** PAGE EXTRACT **

The camp eventually grew to be a thriving ‘little Russian city,’ divided into 14 main districts with democratically-elected leaders, and with communal kitchens, power stations, Russian schools, a hospital and a dental clinic, an arbitration court, a police force and a little jail, and several churches for different faiths, including a wooden Russian Orthodox church built from an abandoned church left by the Americans.[4]

This article is about the White Russian refugees who were hosted on Tubabao Island from 1949 to 1953. Like their compatriots who had settled abroad elsewhere, they brought along their culture and customs, creating a little Russia. Unfortunately, not much research has been done about how the local population regarded the new arrivals, nor about how they interacted.

Located some 15–20 minutes from the mainland, off the southeastern point of Samar Island, Tubabao is part of the municipality of Guiuan Eastern Samar. The island’s population largely supports itself by fishing and is divided into five barangays (villages): Camparang, San Antonio, San Juan, San Pedro and Trinidad.

This study asks three questions:

1) What were the experiences of the island’s inhabitants who had a firsthand knowledge of the émigrés?
2) To what extent did formal and informal social networks form between the local population and the refugees?
3) What are the perceptions of safety and trust between the locals and the refugees?

Understanding the interconnectedness and relationships formed between the native population and the Russians provides a positive corrective to fears about accepting refugees from other countries today. This paper also hopes to remind the islanders about their own rich history so that they can better appreciate it and tell future generations about the time that White Russians found asylum in their midst.

The definition of the word “refugee” was vague until its implicit adoption by the U.N. High Commission for the Refugees (UNHCR). Formerly known as the International Refugee Organization, the UNHCR is the primary institution for providing support to refugees all over the world. According to one of its reports,

UNHCR has an interest in the protection and welfare of the persons who have been displaced by persecution, situations of general violence, conflict or massive violations of human rights, because of their similarity to refugees in terms of the causes and consequences of their displacement and humanitarian needs.[5]

By the same token, UNHCR also shifted the emphasis on the meaning of protection. Rather than being considered as providing legal asylum, it is now seen as security for refugee operations.[6] The objective of the White Russian refugees who found a temporary home in Tubabao was mainly to secure legal asylum. The fact that the Philippines welcomed them was hardly unusual, and even today it opens its doors to Afghans seeking a safe harbour. According to Azer Paroccha, President Rodrigo Duterte himself reiterated the Philippines' willingness to accept refugees in his first address to the United Nations General Assembly in September 2020: “The Philippines continues to honor this humanitarian tradition in accordance with our obligations under the 1951 Convention on the Status of Refugees and the 1967 Protocol,” the statesman declared.[7]

Because of the influx of North Korean refugees into their country, South Korean academics and government officials have paid particular attention to the question of refugee integration as well as resettlement. In recent years, they have been particularly interested in such aspects as assimilation, social adaptation, public opinion towards North Koreans and South Korea, and other issues concerning the resettlement of North Koreans in South Korea.[8]

Integration with the host country’s local population is critical for those seeking asylum there. The former should understand the reasons why refugees seek a different home

Canada has also had experience accepting refugees. Its first encounter with Asian refugees was in 1970, when the federal government sponsored a group of 228 Tibetans. Because of uncertainty about their religious and cultural requirements, upon arrival the Tibetans faced greater challenges than refugees from other countries. Michael Lampheir noted that Tibetans found it hard to adjust and were therefore more isolated from the Canadian population than both the refugees and their government sponsors would have preferred.[9]

Interaction with the host country’s population is a prerequisite for refugees to familiarize themselves with the former. They would find it difficult to blend in with the local inhabitants if they remain aloof. Therefore, it is vital that the host country’s officials make them aware of this important duty.

** TASK INSTRUCTIONS **
• A. According to the article on White Russian refugees on Tubabao Island, which five barangays make up the island?
• B. Continue the article on White Russian refugees on Tubabao Island from where it stops.

** PROVIDED MATERIAL **
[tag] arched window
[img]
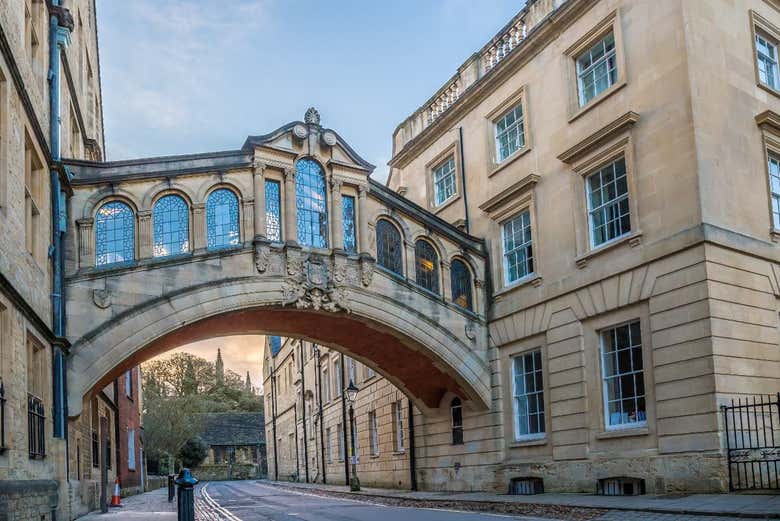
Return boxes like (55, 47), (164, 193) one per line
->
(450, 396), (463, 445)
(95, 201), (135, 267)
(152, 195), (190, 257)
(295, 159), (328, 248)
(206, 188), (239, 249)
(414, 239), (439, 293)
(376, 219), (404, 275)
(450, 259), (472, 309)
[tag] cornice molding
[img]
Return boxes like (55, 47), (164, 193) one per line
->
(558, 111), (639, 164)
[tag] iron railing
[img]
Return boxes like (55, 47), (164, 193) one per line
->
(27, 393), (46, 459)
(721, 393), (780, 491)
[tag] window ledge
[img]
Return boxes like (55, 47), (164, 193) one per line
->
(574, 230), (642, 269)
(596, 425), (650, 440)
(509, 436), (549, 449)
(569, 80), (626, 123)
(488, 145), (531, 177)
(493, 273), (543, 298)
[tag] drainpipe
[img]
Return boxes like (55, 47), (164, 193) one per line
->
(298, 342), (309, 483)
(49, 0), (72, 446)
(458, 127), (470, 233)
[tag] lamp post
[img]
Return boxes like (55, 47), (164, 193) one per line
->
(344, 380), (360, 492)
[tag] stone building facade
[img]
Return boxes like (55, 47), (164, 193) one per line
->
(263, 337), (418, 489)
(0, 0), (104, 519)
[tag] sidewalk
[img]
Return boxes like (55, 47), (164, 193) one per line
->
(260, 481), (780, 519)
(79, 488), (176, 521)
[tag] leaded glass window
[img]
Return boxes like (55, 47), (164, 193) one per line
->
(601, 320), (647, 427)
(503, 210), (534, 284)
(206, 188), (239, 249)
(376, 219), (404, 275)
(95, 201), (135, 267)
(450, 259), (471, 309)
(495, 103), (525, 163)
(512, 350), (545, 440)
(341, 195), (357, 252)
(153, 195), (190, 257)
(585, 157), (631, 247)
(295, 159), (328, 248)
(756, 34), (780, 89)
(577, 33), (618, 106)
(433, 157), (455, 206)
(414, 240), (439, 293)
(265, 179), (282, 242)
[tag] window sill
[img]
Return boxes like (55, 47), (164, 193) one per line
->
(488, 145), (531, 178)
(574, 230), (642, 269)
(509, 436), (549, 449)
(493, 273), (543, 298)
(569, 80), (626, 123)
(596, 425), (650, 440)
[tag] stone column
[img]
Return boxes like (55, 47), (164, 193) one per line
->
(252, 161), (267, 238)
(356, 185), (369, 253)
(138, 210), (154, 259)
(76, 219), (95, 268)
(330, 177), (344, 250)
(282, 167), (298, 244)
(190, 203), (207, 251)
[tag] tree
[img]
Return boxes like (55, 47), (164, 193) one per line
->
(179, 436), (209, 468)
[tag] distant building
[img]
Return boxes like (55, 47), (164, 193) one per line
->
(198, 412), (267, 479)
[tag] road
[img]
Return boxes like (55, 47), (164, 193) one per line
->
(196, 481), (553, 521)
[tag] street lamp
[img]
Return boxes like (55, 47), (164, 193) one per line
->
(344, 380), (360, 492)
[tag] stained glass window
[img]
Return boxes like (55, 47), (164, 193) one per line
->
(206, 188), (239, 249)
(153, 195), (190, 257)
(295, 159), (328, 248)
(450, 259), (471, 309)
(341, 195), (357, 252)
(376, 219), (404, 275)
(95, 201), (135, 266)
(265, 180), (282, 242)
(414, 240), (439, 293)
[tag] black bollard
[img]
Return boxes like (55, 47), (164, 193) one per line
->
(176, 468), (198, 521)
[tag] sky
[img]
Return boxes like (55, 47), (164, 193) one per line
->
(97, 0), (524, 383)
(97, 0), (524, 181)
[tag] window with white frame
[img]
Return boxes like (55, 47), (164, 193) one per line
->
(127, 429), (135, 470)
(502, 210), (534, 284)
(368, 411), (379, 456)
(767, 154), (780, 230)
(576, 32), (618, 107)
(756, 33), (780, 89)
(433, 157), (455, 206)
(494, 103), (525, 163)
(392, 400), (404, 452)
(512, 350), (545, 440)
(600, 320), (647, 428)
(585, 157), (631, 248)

** PER-TASK OUTPUTS **
• A. Camparang, San Antonio, San Juan, San Pedro and Trinidad.

• B.
Understanding how refugees and the host country’s population interact is an increasingly important task for those working on refugee and migration issues. This includes international and national NGOs, academics and civil society. Although there is evidence that refugees and migrants can contribute significantly to the host country’s society if given the opportunity to do so, interaction and agreement between locals and refugees has a significant bearing on their prospects.[10] Regardless of how much money NGOs and other agencies raise to deal with refugees, what matters most is the public’s attitude and the relationship that it will form toward refugees.

The picture is more mixed elsewhere: a 2016 survey in 11 countries found that there was majority support for compassion towards refugees, as well as for accepting them. But connections have recently been made between refugees and security threats, which may be starting to erode refugees’ more favored status.[11] In most societies the impressions of having foreign people in their land can arouse fear and suspicion.

Many studies show clear distinctions in public attitudes based on refugees’ and migrants’ characteristics. Evidence from the UK, for instance, suggests that people tend to react negatively when asked about “immigration”, but are much less prone to do so when asked about specific groups of migrants.[12] In particular, people tend to be more favourably disposed towards those seen as refugees than they are towards asylum-seekers and other migrants.

This clear distinction needs to be taught to the local population hosting the refugees. Without knowing about the immigrants about to arrive in their communities, they will worry that they might be putting their safety at risk. There is little detail about the perception of the locals in Tubabao when the White Russian refugees arrived. However, it cannot be denied that their first reaction was to think about their safety.[13]

Concerns about security have become another key factor driving attitudes about the relationship between the host population and refugees. A 2016 poll by the Brookings Institution showed that 46% of Americans who oppose accommodating refugees were concerned about possible links to terrorism.[14] In another US study, even one-third of those who supported accepting refugees expressed concerns about the safety of doing so.[15]

Theoretical framework

This study’s theoretical framework is Social Constructivism, which best explains the refugee-host relationship. The author mostly relied on Social Constructivism to analyse interaction among the locals and the White Russian refugees.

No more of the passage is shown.